**QUESITO 1:** Secondo il testo sul Far East Festival, in che anno nasce l'associazione "Centro Espressioni Cinematografiche"?
**QUESITO 2:** Prosegui il testo sul Far East Festival dopo l'ultima frase riportata.

**ESTRATTO DEL TESTO:**
:::

FEFF. Incontro con Sabrina Baracetti

Udine – Quest’anno, finalmente, mi sono presa una settimana di ferie per godermi il Far East Festival: ci ho proprio visto giusto. Per nove giorni ho potuto gustarmi, dal mattino a notte fonda, un sacco di film bellissimi, con retrospettive preziose.
L’atmosfera è calda, informale, per nulla accademica o, peggio, intellettualoide. E’ pieno di persone di ogni tipo e provenienza, che hanno in comune l’amore per il cinema asiatico, persone con cui ti fermi a parlare dopo la proiezione, scambiandoti idee e condividendo emozioni.
Non ho visto salire in cattedra nessuno, nemmeno i consulenti che hanno presentato opere e artisti, e che ben avrebbero avuto titolo, forse, per non mischiarsi tra il pubblico come invece hanno fatto. Persino i registi e gli attori ospiti giravano tranquillamente negli spazi comuni e in sala, scambiando parole con chi lo chiedeva, fra un autografo e un flash.
Udine è una città decisamente accogliente, molto aperta e per tutte le tasche.
L’organizzazione del festival è stata strepitosa, impeccabile: oltre che su grandi teste (questo è più che evidente, sono rimasta davvero impressionata dall’altissima qualità della selezione presentata), il suo successo si fonda su tanti giovani, gentili e disponibili volontari.
Per non dire di un Comune intelligente e di sponsor illuminati.
Per una settimana abbondante ho avuto il lusso di non pensare ad altro e di nutrirmi di bellissime immagini, storie, emozioni, incontri.
Sono molto grata per l’esistenza di un posto, di un evento come il FEFF.
Volevo assolutamente conoscere chi c’è dietro a tutto questo.
Così è nata l’intervista a Sabrina Baracetti, presidente del FEFF, che subito e con grande disponibilità, ha risposto alle mie domande.

Come nasce il FEFF?
E’ nato un po’ per caso, anche se, al contempo, frutto di un lavoro molto motivato che si stava facendo già da diverso tempo. L’associazione “Centro Espressioni Cinematografiche” (“CEC”) nasce nel 1973 da un gruppo di persone appassionate di cinema, focalizzatesi sull’esercizio cinematografico attraverso la gestione di una sala d’essai, che presto è divenuta quella più importante della città. Il CEC si è così da subito misurato – continuando a farlo nel tempo – con ciò che concerne (i) l’esercizio cinematografico, (ii) la distribuzione in Italia, (iii) la presenza sul territorio.

:::

**RIGHE DEI DATI:**
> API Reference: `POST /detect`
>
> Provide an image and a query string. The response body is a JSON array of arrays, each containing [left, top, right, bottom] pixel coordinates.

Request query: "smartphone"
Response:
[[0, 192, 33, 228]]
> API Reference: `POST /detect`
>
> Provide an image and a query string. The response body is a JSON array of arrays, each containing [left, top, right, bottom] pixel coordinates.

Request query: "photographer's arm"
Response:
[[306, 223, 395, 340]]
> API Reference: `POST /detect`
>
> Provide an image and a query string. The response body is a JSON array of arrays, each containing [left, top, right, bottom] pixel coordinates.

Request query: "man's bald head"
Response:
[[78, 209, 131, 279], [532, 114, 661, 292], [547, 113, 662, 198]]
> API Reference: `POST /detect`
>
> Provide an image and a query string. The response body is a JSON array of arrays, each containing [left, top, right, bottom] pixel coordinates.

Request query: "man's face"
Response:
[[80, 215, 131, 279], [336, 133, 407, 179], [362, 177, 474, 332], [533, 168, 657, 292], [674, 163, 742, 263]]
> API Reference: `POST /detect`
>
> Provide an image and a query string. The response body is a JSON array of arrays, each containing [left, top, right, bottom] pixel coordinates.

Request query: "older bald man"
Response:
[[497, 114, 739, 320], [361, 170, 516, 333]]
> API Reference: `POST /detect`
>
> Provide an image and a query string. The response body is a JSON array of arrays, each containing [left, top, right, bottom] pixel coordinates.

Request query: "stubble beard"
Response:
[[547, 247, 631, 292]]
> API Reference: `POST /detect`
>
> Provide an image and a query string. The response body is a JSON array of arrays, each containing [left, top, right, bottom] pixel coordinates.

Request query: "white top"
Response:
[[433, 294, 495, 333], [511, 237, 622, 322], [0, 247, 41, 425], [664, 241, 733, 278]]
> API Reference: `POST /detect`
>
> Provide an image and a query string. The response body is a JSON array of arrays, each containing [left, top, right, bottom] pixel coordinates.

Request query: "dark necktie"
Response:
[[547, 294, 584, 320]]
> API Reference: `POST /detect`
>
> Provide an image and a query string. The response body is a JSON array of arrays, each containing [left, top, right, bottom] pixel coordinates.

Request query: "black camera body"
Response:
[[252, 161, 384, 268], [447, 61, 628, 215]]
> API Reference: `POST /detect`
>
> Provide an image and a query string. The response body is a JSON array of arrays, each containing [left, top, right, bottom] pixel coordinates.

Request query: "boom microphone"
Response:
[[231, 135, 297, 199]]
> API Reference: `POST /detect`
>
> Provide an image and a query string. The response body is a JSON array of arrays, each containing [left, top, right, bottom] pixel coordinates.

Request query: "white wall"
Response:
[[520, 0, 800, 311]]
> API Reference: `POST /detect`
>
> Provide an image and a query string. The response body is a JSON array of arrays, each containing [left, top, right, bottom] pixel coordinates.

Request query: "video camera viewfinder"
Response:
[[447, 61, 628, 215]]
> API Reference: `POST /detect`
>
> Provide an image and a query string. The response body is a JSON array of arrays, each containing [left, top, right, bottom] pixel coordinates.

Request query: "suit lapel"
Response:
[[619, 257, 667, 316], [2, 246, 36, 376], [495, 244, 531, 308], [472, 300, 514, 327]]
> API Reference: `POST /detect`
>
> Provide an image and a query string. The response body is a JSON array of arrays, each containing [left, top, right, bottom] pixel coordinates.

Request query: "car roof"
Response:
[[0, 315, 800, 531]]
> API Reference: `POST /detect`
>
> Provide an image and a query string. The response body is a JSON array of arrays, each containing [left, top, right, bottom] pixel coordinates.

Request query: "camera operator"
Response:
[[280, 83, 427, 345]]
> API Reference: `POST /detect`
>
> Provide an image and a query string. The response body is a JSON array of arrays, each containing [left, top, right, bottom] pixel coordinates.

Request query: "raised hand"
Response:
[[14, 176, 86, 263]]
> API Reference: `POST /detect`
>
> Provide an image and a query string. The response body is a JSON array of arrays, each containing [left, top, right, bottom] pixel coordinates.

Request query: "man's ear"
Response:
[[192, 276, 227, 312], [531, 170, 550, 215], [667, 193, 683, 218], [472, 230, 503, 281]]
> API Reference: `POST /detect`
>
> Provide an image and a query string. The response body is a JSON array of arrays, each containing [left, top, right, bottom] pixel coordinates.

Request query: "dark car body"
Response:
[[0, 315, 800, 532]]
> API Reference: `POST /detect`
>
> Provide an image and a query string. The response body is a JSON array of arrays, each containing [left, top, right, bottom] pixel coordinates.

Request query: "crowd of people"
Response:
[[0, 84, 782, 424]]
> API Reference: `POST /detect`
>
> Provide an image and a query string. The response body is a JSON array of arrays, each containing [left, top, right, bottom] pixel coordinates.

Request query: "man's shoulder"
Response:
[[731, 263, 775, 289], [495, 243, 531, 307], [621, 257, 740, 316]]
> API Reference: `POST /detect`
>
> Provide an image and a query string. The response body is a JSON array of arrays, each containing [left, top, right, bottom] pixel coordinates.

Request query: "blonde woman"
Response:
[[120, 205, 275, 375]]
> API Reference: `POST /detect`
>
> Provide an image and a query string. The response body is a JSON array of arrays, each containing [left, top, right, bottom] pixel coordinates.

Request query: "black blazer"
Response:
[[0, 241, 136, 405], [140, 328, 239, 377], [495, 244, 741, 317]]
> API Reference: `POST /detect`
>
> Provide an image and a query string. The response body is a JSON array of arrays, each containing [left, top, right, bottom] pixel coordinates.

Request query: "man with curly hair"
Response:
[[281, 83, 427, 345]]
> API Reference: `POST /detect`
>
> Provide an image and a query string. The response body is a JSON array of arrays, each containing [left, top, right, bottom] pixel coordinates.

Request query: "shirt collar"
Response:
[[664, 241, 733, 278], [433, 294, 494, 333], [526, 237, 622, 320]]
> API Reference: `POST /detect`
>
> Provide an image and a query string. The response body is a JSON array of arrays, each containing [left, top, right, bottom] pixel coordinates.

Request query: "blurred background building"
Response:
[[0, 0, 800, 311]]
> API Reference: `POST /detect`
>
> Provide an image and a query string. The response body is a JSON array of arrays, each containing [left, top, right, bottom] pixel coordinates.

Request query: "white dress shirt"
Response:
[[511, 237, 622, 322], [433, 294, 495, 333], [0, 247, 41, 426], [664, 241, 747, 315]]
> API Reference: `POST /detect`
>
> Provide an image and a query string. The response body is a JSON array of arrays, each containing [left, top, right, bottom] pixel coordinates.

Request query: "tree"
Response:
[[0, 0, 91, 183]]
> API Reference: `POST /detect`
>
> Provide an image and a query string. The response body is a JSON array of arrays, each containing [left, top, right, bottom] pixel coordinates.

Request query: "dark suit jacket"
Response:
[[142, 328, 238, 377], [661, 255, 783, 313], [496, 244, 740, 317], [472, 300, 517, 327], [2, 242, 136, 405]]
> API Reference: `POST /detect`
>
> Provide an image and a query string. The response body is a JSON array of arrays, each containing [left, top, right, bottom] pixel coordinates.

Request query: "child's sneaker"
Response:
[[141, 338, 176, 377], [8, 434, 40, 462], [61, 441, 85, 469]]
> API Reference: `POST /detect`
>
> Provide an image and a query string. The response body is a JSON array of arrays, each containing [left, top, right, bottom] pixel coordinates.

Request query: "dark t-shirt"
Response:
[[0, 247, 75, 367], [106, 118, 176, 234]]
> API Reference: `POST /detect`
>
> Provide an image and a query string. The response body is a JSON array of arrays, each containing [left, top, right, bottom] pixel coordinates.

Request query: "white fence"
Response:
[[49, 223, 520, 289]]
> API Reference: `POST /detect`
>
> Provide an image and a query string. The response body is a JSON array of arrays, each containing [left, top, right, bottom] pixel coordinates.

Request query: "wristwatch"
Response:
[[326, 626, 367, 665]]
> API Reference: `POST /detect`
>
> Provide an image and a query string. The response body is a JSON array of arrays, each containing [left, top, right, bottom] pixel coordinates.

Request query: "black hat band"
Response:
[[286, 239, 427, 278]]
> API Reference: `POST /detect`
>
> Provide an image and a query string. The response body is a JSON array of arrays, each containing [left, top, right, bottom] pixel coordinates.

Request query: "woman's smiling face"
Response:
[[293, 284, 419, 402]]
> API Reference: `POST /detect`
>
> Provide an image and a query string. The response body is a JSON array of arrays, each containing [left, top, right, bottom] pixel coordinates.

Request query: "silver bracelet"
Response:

:::

**RISPOSTA SCRITTA 1:** Nel 1973.

**RISPOSTA SCRITTA 2:**
A tutt’oggi il CEC gestisce ad Udine le sale “Visionario” e “Sala Centrale”, dove si svolgono tutto l’anno rassegne e retrospettive d’essai.
Per quanto riguarda i contenuti, per molti anni, prima di fare il FEFF, il CEC si è occupato di cinema italiano e di genere, con un approccio, quindi, molto simile a quello di oggi. E’ stata fatta in passato, per esempio, la rassegna “EuroWestern”, con la quale si sono proiettati non solo western italiani, ma anche finlandesi, spagnoli e tedeschi.
L’edizione “numero zero” del festival ha avuto luogo nel 1998 ed è stata interamente dedicata alla cinematografia di Hong Kong. Allora la produzione cantonese era molto fiorente. I nostri consulenti erano Derek Alley, giornalista di Variety (uno dei massimi esperti del cinema asiatico) e Lorenzo Codelli, che collabora anche con “Positif”. Abbiamo cominciato con una sala che poteva contenere soltanto 250 persone, ma da subito ospitammo nomi importanti, del calibro di Johnny To.
L’anno dopo c’è stato il salto: il Sindaco ci ha accordato la sua fiducia ed al CEC è stato possibile utilizzare il Teatro Nuovo “Giovanni da Udine”. Così, intraprendendo un’impresa tecnica che al tempo stesso era una scommessa (quella di trasformare un teatro in un cinema), il FEFF ha preso ad espandersi, aprendosi anche ad altri Paesi: Giappone, Corea (il cui cinema stava cominciando ad emergere proprio allora), Filippine, Thailandia, Indonesia e Cina continentale.

Come avviene la selezione dei film in concorso?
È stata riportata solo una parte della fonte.